[Point-based annotation data]

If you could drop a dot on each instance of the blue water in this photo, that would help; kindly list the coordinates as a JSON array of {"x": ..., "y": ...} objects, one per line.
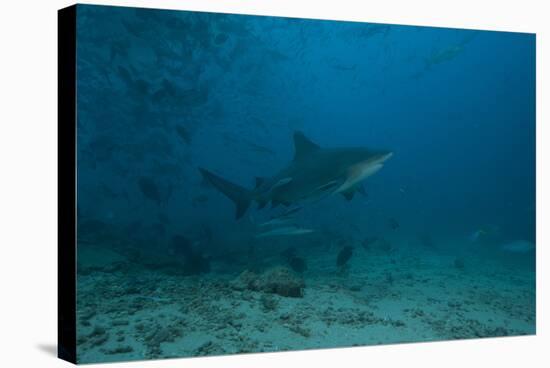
[{"x": 163, "y": 93}]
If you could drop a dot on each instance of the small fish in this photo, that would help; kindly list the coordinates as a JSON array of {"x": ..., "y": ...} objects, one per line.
[{"x": 290, "y": 230}]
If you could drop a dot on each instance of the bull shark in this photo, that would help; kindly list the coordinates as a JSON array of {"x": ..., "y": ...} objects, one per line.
[{"x": 314, "y": 173}]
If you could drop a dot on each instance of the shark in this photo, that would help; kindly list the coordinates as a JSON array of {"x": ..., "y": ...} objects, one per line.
[{"x": 314, "y": 173}]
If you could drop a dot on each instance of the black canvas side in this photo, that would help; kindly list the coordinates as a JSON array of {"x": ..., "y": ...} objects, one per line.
[{"x": 66, "y": 151}]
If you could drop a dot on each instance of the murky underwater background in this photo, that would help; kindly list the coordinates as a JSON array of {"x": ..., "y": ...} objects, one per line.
[{"x": 441, "y": 244}]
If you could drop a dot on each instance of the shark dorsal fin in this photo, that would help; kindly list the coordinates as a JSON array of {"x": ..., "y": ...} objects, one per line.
[{"x": 302, "y": 145}]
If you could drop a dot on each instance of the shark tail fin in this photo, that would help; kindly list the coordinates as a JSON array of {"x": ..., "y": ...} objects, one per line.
[{"x": 239, "y": 195}]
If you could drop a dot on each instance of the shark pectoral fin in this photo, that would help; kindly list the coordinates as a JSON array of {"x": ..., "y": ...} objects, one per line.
[
  {"x": 239, "y": 195},
  {"x": 281, "y": 182},
  {"x": 302, "y": 145}
]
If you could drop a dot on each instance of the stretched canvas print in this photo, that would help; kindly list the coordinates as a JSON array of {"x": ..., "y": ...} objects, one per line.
[{"x": 240, "y": 184}]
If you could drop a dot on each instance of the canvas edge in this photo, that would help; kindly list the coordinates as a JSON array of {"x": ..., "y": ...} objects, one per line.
[{"x": 66, "y": 187}]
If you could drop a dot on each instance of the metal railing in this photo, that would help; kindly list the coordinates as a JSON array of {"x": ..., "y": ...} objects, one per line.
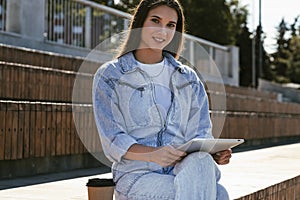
[
  {"x": 86, "y": 24},
  {"x": 2, "y": 15},
  {"x": 82, "y": 23}
]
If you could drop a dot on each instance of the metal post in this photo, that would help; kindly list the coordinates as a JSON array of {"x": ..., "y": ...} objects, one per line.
[{"x": 260, "y": 43}]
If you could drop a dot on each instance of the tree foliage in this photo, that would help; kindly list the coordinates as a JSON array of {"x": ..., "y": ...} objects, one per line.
[
  {"x": 285, "y": 65},
  {"x": 225, "y": 22}
]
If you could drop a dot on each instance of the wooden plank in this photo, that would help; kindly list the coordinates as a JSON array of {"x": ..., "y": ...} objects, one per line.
[
  {"x": 37, "y": 131},
  {"x": 14, "y": 132},
  {"x": 59, "y": 130},
  {"x": 2, "y": 79},
  {"x": 67, "y": 122},
  {"x": 43, "y": 125},
  {"x": 2, "y": 129},
  {"x": 63, "y": 129},
  {"x": 73, "y": 129},
  {"x": 20, "y": 130},
  {"x": 53, "y": 132},
  {"x": 16, "y": 82},
  {"x": 26, "y": 144},
  {"x": 32, "y": 130},
  {"x": 48, "y": 130}
]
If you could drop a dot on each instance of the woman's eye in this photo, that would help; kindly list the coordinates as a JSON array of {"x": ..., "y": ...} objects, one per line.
[
  {"x": 171, "y": 25},
  {"x": 155, "y": 21}
]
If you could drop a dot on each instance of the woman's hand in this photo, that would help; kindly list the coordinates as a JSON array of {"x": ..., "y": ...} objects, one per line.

> Task:
Please transcribe the material above exactly as written. Leave the pictures out.

> Solution to this problem:
If you could drop a dot on each instance of the blue water in this photo, that would help; kindly list the coordinates as a JSON array of {"x": ..., "y": ...} objects, one per line.
[{"x": 163, "y": 93}]
If you could drop a dot on each instance of the small fish in this photo, that would help; kindly list the coordinates as a JSON array of {"x": ..., "y": ...} objects, one per line.
[{"x": 290, "y": 230}]
If you could drop a dot on each instance of the bull shark in this photo, that would help; kindly list the coordinates as a JSON array of {"x": ..., "y": ...} objects, one per line.
[{"x": 314, "y": 173}]
If you could drop a dot on each instance of the shark in this photo, that would help; kindly list the coordinates as a JSON array of {"x": ..., "y": ...} objects, one per line.
[{"x": 314, "y": 173}]
If you could drop a dot on each instance of the black canvas side in this photo, that would help; kindly list the coordinates as a JSON array of {"x": ..., "y": ...} objects, one per line.
[{"x": 66, "y": 151}]
If you could drop a dot on each instance of the murky underwater background in this photo, that would help; kindly list the coordinates as a JSON array of {"x": ..., "y": ...} objects, one per line.
[{"x": 441, "y": 244}]
If you could drop a dot on each instance of the shark dorsal fin in this photo, that would help; kindly list the coordinates as a JSON array of {"x": ..., "y": ...} objects, one per line.
[{"x": 302, "y": 145}]
If you could drop a dot on each instance of the shark tail fin in this photo, that would help; kindly list the coordinates as a JSON array of {"x": ..., "y": ...} objects, one per line.
[{"x": 239, "y": 195}]
If you could drop a dot on each instance of the shark pectoral fin in this photo, that would help; kindly list the coordinates as a JSON array of {"x": ..., "y": ...} objects, one per line.
[
  {"x": 239, "y": 195},
  {"x": 281, "y": 182},
  {"x": 302, "y": 145}
]
If you could drop a dot on each instance of the stretched canvas print in this photo, that would help; kindly list the coordinates as a JSON array of {"x": ..., "y": ...} objects, one per line.
[{"x": 240, "y": 184}]
If you could drop a dot on each instance of the canvas edge in this photo, that would help; kindly list the coordinates as a JSON array of {"x": ..., "y": ...} objects, one per line.
[{"x": 66, "y": 187}]
If you could drop a dot on each instance of the metal railing in this photo, that would help; kindly list the coordinates as a JSON array of {"x": ..., "y": ...} objects, one per line.
[
  {"x": 86, "y": 24},
  {"x": 2, "y": 15},
  {"x": 82, "y": 23}
]
If you could drop a dot on each instance of the metal post in this photo, that would help; kindly list the coordinates as a JSON array of {"x": ..., "y": ...} objects, one per line.
[{"x": 260, "y": 43}]
If you could drop a dot on each instance of the tree foliage in this photo, that would help; kindly list the coordinates as a JSON array of {"x": ..., "y": ...} objects, one per line.
[
  {"x": 285, "y": 65},
  {"x": 225, "y": 22}
]
If you could drop a dot on each instance of the wooden plank in this photo, that would help; kindly list the coordinates as a JSON array of {"x": ..., "y": ...} objects, one per line.
[
  {"x": 37, "y": 131},
  {"x": 14, "y": 132},
  {"x": 59, "y": 130},
  {"x": 2, "y": 79},
  {"x": 67, "y": 122},
  {"x": 43, "y": 125},
  {"x": 2, "y": 129},
  {"x": 63, "y": 129},
  {"x": 73, "y": 129},
  {"x": 20, "y": 130},
  {"x": 53, "y": 132},
  {"x": 16, "y": 82},
  {"x": 26, "y": 144},
  {"x": 32, "y": 130},
  {"x": 48, "y": 130}
]
If you could drop a dot on each instance of the woman's eye in this photo, that would help; kindly list the coordinates as a JSON array of {"x": ..., "y": ...} objects, one per line.
[
  {"x": 171, "y": 25},
  {"x": 155, "y": 21}
]
If you could drop a dot on each instance of the woman's hand in this photo, that would help; kindly list the coordinates as a JSON array of {"x": ..., "y": ...} objects, one per line.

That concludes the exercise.